Raw records:
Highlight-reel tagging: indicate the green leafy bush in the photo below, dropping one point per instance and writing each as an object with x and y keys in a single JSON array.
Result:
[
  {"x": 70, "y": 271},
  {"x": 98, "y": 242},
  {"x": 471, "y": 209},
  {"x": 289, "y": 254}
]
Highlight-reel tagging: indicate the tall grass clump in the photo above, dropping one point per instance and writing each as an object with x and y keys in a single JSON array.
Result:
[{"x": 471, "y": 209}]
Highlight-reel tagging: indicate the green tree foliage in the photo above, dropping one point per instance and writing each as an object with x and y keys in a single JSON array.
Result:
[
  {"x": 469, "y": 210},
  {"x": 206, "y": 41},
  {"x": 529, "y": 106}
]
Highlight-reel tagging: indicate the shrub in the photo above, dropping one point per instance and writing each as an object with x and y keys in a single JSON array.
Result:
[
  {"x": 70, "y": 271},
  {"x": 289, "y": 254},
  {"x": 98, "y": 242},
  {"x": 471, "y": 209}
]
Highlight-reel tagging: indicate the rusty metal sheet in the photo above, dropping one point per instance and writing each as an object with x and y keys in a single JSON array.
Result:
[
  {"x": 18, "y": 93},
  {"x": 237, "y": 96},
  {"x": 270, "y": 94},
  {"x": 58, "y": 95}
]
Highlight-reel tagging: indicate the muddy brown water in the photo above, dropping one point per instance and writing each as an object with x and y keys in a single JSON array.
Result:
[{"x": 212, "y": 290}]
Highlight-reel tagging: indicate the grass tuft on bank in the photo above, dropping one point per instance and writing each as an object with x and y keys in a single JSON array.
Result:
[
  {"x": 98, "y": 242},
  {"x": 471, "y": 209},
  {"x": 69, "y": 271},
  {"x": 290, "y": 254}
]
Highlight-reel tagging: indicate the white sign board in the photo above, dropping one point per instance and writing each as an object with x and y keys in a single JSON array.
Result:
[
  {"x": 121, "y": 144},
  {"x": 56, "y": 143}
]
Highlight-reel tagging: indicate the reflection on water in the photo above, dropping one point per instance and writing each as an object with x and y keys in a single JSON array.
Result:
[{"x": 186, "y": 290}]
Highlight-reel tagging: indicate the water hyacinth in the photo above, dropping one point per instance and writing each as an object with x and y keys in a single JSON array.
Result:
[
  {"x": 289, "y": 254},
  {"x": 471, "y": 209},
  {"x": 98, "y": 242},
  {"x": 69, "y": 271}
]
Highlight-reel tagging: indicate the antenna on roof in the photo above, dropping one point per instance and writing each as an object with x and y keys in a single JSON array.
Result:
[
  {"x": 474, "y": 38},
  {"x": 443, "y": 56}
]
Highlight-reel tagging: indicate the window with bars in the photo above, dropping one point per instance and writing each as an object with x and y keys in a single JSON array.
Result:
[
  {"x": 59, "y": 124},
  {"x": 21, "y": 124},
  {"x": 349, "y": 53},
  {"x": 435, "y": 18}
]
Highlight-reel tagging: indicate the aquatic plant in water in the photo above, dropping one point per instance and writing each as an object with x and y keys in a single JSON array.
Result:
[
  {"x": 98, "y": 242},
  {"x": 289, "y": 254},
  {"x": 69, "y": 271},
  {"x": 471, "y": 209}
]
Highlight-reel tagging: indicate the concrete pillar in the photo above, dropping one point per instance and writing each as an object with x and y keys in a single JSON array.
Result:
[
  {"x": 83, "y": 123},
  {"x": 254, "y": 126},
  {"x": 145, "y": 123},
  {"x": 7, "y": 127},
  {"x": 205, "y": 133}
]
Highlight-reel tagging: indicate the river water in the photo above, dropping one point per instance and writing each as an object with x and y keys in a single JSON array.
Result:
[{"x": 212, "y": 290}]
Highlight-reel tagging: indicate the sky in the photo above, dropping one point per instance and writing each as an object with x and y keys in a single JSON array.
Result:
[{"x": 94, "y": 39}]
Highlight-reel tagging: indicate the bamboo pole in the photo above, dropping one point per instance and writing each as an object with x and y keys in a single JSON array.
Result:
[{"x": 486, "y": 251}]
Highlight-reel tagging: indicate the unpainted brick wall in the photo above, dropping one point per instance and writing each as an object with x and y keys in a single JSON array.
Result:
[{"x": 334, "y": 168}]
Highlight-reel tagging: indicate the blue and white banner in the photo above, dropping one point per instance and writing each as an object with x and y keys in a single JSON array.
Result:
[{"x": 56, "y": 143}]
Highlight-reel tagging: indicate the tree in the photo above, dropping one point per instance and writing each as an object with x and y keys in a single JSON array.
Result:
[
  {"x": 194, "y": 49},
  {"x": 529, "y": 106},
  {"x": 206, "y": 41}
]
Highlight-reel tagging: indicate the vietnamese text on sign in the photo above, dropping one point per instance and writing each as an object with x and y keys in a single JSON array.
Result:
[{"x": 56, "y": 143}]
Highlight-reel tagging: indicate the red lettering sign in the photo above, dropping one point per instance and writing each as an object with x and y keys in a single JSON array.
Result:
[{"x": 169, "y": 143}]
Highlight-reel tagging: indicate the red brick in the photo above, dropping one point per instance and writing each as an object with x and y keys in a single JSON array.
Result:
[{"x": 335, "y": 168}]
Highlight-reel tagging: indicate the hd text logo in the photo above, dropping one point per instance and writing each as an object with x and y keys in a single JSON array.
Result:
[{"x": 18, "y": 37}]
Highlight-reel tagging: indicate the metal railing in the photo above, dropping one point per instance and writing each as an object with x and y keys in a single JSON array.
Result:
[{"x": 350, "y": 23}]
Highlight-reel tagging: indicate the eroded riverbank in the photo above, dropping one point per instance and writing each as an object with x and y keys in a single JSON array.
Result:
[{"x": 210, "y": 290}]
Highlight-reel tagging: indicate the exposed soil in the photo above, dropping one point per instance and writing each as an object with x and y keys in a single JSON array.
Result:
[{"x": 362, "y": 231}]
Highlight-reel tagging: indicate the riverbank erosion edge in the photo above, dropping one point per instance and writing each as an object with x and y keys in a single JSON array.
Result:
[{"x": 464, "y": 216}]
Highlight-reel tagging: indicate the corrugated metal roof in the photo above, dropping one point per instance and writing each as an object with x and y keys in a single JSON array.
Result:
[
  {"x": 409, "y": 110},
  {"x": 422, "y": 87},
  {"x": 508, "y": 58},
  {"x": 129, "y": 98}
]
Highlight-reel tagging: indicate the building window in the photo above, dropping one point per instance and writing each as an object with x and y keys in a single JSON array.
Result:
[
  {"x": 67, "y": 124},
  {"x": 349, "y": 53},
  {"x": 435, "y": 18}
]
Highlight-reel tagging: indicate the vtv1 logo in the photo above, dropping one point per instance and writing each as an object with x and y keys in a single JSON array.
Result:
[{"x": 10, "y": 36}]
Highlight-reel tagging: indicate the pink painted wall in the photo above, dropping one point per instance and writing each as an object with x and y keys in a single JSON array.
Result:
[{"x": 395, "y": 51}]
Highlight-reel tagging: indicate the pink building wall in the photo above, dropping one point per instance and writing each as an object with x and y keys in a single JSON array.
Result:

What you will do
All of the records must be retyped exactly as they are.

Exercise solution
Highlight-reel tagging: indicate the green leafy bush in the photo below, dropping one point per instance and writing each as an object with x and y keys in a single JSON array.
Result:
[
  {"x": 70, "y": 271},
  {"x": 98, "y": 242},
  {"x": 471, "y": 209},
  {"x": 289, "y": 254}
]
Highlight-reel tagging: indicate the tall grass clump in the photo above, dropping one point per instance and writing each as an object with x and y keys in a single JSON array.
Result:
[{"x": 471, "y": 209}]
Highlight-reel tagging: indicate the green tree foliage in the photo above, dropping one point per instance and writing each as an object with x and y keys in a single JSON array.
Result:
[
  {"x": 469, "y": 210},
  {"x": 206, "y": 41},
  {"x": 529, "y": 106}
]
Highlight-reel tagging: indicate the shrub in the photo above, dropping one point per instance and writing each as an object with x and y keys in a single JSON array.
Result:
[
  {"x": 70, "y": 271},
  {"x": 289, "y": 254},
  {"x": 98, "y": 242},
  {"x": 471, "y": 209}
]
Highlight-reel tagging: indicate the rusty metal sheet in the photo above, dropping one point per instance and writing each as an object with x and y keys in a single JSON array.
Result:
[
  {"x": 18, "y": 93},
  {"x": 237, "y": 96},
  {"x": 270, "y": 94},
  {"x": 58, "y": 95}
]
Highlight-reel tagging: indicate the muddy brown water in the photo above, dropping one point per instance and writing each as an object with x and y keys in a single JSON array.
Result:
[{"x": 212, "y": 290}]
Highlight-reel tagging: indicate the grass tuft on bank in the photo above, dropping one point per instance and writing each as an object with x and y keys in a single JSON array.
Result:
[
  {"x": 98, "y": 242},
  {"x": 471, "y": 209},
  {"x": 69, "y": 271},
  {"x": 290, "y": 254}
]
Highlight-reel tagging: indicate the white sign board in the photo above, dropping one point per instance and writing each as an object with x and y keys in a single JSON array.
Result:
[
  {"x": 121, "y": 144},
  {"x": 56, "y": 143}
]
Highlight-reel tagging: indicate the reflection on water in the photo above, dropping one point per instance and writing each as an object with x and y keys in a single JSON array.
Result:
[{"x": 186, "y": 290}]
Highlight-reel tagging: indicate the water hyacinth in the photo above, dropping one point per instance and writing each as an object with x and y keys in a single JSON array.
Result:
[
  {"x": 289, "y": 254},
  {"x": 471, "y": 209},
  {"x": 98, "y": 242},
  {"x": 69, "y": 271}
]
Highlight-reel tagging: indicate the antenna on roof in the photo above, dropping one point per instance and writing each as an object with x and y keys in a single JSON array.
Result:
[
  {"x": 474, "y": 38},
  {"x": 443, "y": 56}
]
Highlight-reel tagging: indicate the window with bars in the photo above, dropping one point per instance and writing each as an object with x and y keys in a single JSON array.
Result:
[
  {"x": 59, "y": 124},
  {"x": 21, "y": 124},
  {"x": 349, "y": 53},
  {"x": 435, "y": 18}
]
Highlight-reel tagging: indicate the aquatic plant in water in the photo above, dropping one point per instance and writing each as an object with x and y keys in a single JSON array.
Result:
[
  {"x": 98, "y": 242},
  {"x": 289, "y": 254},
  {"x": 69, "y": 271},
  {"x": 471, "y": 209}
]
Highlight-reel tagging: indicate the concrete pillar in the photo above, dropping one point per instance and writing each as an object with x and y keys in a single JSON array.
Result:
[
  {"x": 83, "y": 123},
  {"x": 254, "y": 126},
  {"x": 145, "y": 123},
  {"x": 7, "y": 127},
  {"x": 205, "y": 133}
]
Highlight-reel tagging: indicate the river water in the photo above, dropping one point per instance and writing each as an object with x and y keys in a single JSON array.
Result:
[{"x": 212, "y": 290}]
Highlight-reel tagging: indicate the sky in the photo above, dropping one point per instance and writing each as an object with x and y keys in a single JSON array.
Result:
[{"x": 94, "y": 39}]
Highlight-reel tagging: indicate the bamboo pole in the photo above, dropping one point per instance and writing each as an object with x and y keys in a single JSON array.
Result:
[{"x": 486, "y": 251}]
Highlight-reel tagging: indicate the unpainted brick wall in the photo above, dropping one point per instance and writing each as an object with x and y keys in a single JSON array.
Result:
[{"x": 334, "y": 168}]
Highlight-reel tagging: indicate the blue and white banner in the photo above, dropping one point per instance and writing each as an object with x and y keys in a single JSON array.
Result:
[{"x": 56, "y": 143}]
Highlight-reel tagging: indicate the tree in the photo above, dropping one point per instance and writing each as an object with x and y keys in a single JSON array.
Result:
[
  {"x": 194, "y": 49},
  {"x": 529, "y": 106},
  {"x": 206, "y": 41}
]
Highlight-reel tagging: indicate the vietnamese text on sign in the photo above, dropping one point per instance and writing each as an object with x and y keys in a single JSON array.
Result:
[{"x": 56, "y": 143}]
Highlight-reel tagging: indicate the red lettering sign in the photo above, dropping one point per instance and writing each as an object with x and y keys in a single JSON array.
Result:
[{"x": 169, "y": 143}]
Highlight-reel tagging: indicate the red brick in the photo above, dropping one point per instance and writing each as an object with x and y keys in a single JSON array.
Result:
[{"x": 335, "y": 168}]
Highlight-reel tagging: indicate the hd text logo in the photo above, dropping one point per instance and writing each as an object with x and y keys in a single JSON array.
Result:
[{"x": 18, "y": 37}]
Highlight-reel tagging: indicate the metal railing in the photo above, dropping one point per instance and writing each as an object with x and y keys in a single JSON array.
Result:
[{"x": 350, "y": 23}]
Highlight-reel tagging: indicate the eroded riverbank in the photo above, dropping one point per instance and writing each as an object with x and y keys in a single JSON array.
Result:
[{"x": 210, "y": 290}]
Highlight-reel tagging: indicate the exposed soil in the photo above, dropping one point per instance and writing each as an object with x and y keys in a single JSON array.
Result:
[{"x": 362, "y": 231}]
Highlight-reel tagging: indicate the riverbank erosion edge in the photo above, dropping one point per instance and writing each as an object with x and y keys in a single JSON array.
Result:
[{"x": 464, "y": 216}]
Highlight-reel tagging: indicate the corrugated metal roof in the photo above, dropping one point per instance and writing each as an object with x and y keys in a single JSON array.
Result:
[
  {"x": 409, "y": 110},
  {"x": 422, "y": 87},
  {"x": 508, "y": 58},
  {"x": 129, "y": 98}
]
Highlight-reel tagging: indicate the building window in the photo above, dropping one point per instance and writing each as an object with x and y keys in a single JSON array.
Result:
[
  {"x": 67, "y": 124},
  {"x": 349, "y": 53},
  {"x": 435, "y": 18}
]
Highlight-reel tagging: indicate the vtv1 logo in the photo above, dropping one point per instance and writing each as an object with x and y keys in a single JSON array.
Result:
[{"x": 10, "y": 36}]
Highlight-reel tagging: indicate the pink painted wall in the photo above, dropping one point per instance and writing each as an object with x and y keys in a single JSON array.
Result:
[{"x": 395, "y": 51}]
Highlight-reel tagging: indicate the pink building wall in the photo above, dropping one point per instance and writing each as an object with x and y keys in a single JSON array.
Result:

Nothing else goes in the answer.